Convert every line of the entries below into a JSON list of strings, one string per line, and leave out any blank lines.

┄┄┄┄┄┄┄┄┄┄

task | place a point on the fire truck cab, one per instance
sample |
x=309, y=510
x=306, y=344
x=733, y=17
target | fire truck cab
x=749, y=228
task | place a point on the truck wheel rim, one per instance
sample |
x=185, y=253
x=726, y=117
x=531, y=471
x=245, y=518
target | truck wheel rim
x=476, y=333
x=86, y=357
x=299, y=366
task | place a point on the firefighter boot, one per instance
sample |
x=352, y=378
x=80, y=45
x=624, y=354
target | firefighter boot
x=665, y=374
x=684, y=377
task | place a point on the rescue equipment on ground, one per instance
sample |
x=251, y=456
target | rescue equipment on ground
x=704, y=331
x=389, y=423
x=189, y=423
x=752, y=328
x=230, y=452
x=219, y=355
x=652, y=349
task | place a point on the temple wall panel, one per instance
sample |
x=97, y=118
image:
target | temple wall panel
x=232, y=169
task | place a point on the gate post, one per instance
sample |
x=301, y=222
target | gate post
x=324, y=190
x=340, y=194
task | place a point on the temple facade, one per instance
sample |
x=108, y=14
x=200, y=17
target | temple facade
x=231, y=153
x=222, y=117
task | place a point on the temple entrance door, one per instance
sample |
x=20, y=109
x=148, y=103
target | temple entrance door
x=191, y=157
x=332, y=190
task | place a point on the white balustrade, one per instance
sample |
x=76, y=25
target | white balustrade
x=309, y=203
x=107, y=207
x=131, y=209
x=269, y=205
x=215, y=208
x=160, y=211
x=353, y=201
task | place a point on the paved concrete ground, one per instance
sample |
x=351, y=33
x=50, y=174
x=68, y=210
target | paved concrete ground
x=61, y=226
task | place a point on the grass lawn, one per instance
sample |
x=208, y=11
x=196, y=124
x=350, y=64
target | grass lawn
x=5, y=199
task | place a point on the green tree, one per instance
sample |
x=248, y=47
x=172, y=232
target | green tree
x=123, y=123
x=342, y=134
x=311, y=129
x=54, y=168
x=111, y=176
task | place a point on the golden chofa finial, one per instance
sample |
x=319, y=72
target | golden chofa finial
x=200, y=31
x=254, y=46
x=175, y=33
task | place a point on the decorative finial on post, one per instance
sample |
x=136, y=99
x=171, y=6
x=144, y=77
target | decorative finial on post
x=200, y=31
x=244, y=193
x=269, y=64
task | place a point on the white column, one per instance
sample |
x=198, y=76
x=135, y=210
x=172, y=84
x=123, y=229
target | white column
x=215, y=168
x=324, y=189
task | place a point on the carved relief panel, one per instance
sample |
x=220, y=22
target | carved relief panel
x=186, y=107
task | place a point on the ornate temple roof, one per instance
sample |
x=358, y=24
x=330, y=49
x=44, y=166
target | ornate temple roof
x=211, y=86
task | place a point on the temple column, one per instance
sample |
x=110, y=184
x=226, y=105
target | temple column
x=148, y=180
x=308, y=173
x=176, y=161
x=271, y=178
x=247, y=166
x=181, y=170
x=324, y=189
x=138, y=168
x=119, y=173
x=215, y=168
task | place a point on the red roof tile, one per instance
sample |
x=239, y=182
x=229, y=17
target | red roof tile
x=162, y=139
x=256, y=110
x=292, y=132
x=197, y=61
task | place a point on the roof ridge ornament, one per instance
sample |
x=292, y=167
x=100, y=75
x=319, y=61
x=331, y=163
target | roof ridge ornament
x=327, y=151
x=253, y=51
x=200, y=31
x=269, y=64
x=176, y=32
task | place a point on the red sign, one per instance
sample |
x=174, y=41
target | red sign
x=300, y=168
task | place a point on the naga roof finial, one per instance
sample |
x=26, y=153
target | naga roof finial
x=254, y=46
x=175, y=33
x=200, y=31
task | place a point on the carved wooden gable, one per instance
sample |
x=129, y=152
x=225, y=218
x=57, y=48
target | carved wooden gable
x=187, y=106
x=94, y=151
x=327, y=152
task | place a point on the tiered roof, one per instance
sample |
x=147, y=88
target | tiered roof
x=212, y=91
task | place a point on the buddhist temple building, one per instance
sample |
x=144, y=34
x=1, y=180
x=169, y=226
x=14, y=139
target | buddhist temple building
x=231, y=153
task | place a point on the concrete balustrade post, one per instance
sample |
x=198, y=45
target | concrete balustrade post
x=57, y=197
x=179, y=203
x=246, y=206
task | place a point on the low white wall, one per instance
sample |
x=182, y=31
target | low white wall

┄┄┄┄┄┄┄┄┄┄

Problem solution:
[
  "task | place a point on the fire truck cab, one per instance",
  "sample |",
  "x=309, y=510",
  "x=306, y=344",
  "x=733, y=17",
  "target | fire truck cab",
  "x=749, y=228",
  "task | place a point on the truck wheel rim, one per instance",
  "sample |",
  "x=185, y=253",
  "x=726, y=117",
  "x=531, y=471",
  "x=245, y=518",
  "target | truck wheel rim",
  "x=476, y=333",
  "x=86, y=357",
  "x=299, y=366",
  "task | place a point on the firefighter boot, one per instance",
  "sample |",
  "x=352, y=378",
  "x=80, y=45",
  "x=624, y=354",
  "target | firefighter boot",
  "x=665, y=374",
  "x=684, y=377",
  "task | place a point on the rescue equipment on ground, one per instance",
  "sample |",
  "x=251, y=456",
  "target | rescue equipment on ground",
  "x=704, y=331",
  "x=389, y=423",
  "x=189, y=423",
  "x=752, y=328",
  "x=230, y=452",
  "x=219, y=355",
  "x=652, y=349",
  "task | place a point on the temple wall panel, one per instance",
  "sample |",
  "x=97, y=118",
  "image:",
  "target | temple wall panel",
  "x=232, y=169",
  "task | place a point on the gate post, one per instance",
  "sample |",
  "x=301, y=222",
  "target | gate post",
  "x=324, y=190",
  "x=340, y=194",
  "task | place a point on the temple facade, one per instance",
  "sample |",
  "x=108, y=14",
  "x=200, y=17",
  "target | temple facade",
  "x=231, y=153",
  "x=222, y=117",
  "task | place a point on the temple entrance door, one per instance",
  "sample |",
  "x=20, y=109",
  "x=148, y=103",
  "target | temple entrance door",
  "x=191, y=157",
  "x=332, y=190",
  "task | place a point on the white balustrade, one per instance",
  "sample |",
  "x=76, y=25",
  "target | white balustrade",
  "x=309, y=203",
  "x=107, y=207",
  "x=131, y=209",
  "x=269, y=205",
  "x=215, y=208",
  "x=160, y=211",
  "x=353, y=201",
  "task | place a point on the paved concrete ground, one per instance",
  "sample |",
  "x=351, y=33",
  "x=50, y=174",
  "x=68, y=210",
  "target | paved concrete ground",
  "x=61, y=226",
  "task | place a point on the grass lawn, one per instance",
  "sample |",
  "x=208, y=11",
  "x=196, y=124",
  "x=350, y=64",
  "target | grass lawn",
  "x=5, y=199",
  "task | place a point on the green tree, one per instance",
  "sample |",
  "x=248, y=47",
  "x=172, y=232",
  "target | green tree",
  "x=123, y=123",
  "x=342, y=134",
  "x=311, y=129",
  "x=54, y=168",
  "x=111, y=176",
  "task | place a point on the golden chofa finial, one per instance",
  "sample |",
  "x=319, y=72",
  "target | golden chofa finial",
  "x=200, y=31",
  "x=254, y=46",
  "x=175, y=33",
  "task | place a point on the decorative finial on post, one per instance",
  "sample |",
  "x=136, y=99",
  "x=171, y=6",
  "x=144, y=77",
  "target | decorative finial on post",
  "x=200, y=31",
  "x=244, y=193",
  "x=269, y=64",
  "task | place a point on the white column, one per instance",
  "sample |",
  "x=198, y=76",
  "x=135, y=210",
  "x=172, y=84",
  "x=123, y=229",
  "target | white column",
  "x=215, y=168",
  "x=324, y=189",
  "task | place a point on the carved relief panel, one per instance",
  "sample |",
  "x=220, y=22",
  "target | carved relief panel",
  "x=186, y=107",
  "task | place a point on the ornate temple roof, one per instance",
  "sample |",
  "x=358, y=24",
  "x=330, y=49",
  "x=44, y=166",
  "target | ornate temple roof",
  "x=211, y=86",
  "task | place a point on the temple column, one per instance",
  "sample |",
  "x=110, y=184",
  "x=226, y=105",
  "target | temple column",
  "x=148, y=180",
  "x=308, y=173",
  "x=176, y=161",
  "x=271, y=178",
  "x=247, y=166",
  "x=181, y=170",
  "x=324, y=189",
  "x=138, y=168",
  "x=119, y=173",
  "x=215, y=168",
  "task | place a point on the red roof tile, one per instance",
  "sample |",
  "x=239, y=182",
  "x=229, y=17",
  "target | red roof tile",
  "x=162, y=139",
  "x=256, y=110",
  "x=292, y=132",
  "x=197, y=61",
  "task | place a point on the roof ridge ornament, one per instance",
  "sample |",
  "x=292, y=167",
  "x=100, y=75",
  "x=319, y=61",
  "x=331, y=163",
  "target | roof ridge ornament",
  "x=327, y=151",
  "x=253, y=51",
  "x=200, y=31",
  "x=269, y=64",
  "x=176, y=32",
  "task | place a point on the red sign, one per instance",
  "sample |",
  "x=174, y=41",
  "target | red sign",
  "x=300, y=168",
  "task | place a point on the naga roof finial, one per instance",
  "sample |",
  "x=26, y=153",
  "target | naga roof finial",
  "x=254, y=46",
  "x=175, y=33",
  "x=200, y=31",
  "task | place a point on the carved wooden gable, one per instance",
  "sample |",
  "x=129, y=152",
  "x=225, y=218",
  "x=57, y=48",
  "target | carved wooden gable",
  "x=187, y=106",
  "x=94, y=151",
  "x=327, y=152",
  "task | place a point on the tiered roof, one per instance",
  "sample |",
  "x=147, y=88",
  "target | tiered roof",
  "x=212, y=91",
  "task | place a point on the buddhist temple building, one per instance",
  "sample |",
  "x=144, y=34",
  "x=1, y=180",
  "x=169, y=226",
  "x=14, y=139",
  "target | buddhist temple building",
  "x=231, y=153",
  "task | place a point on the concrete balustrade post, one per instance",
  "sample |",
  "x=198, y=45",
  "target | concrete balustrade post",
  "x=57, y=197",
  "x=179, y=203",
  "x=246, y=206",
  "task | place a point on the low white wall, one per instance",
  "sample |",
  "x=182, y=31",
  "target | low white wall"
]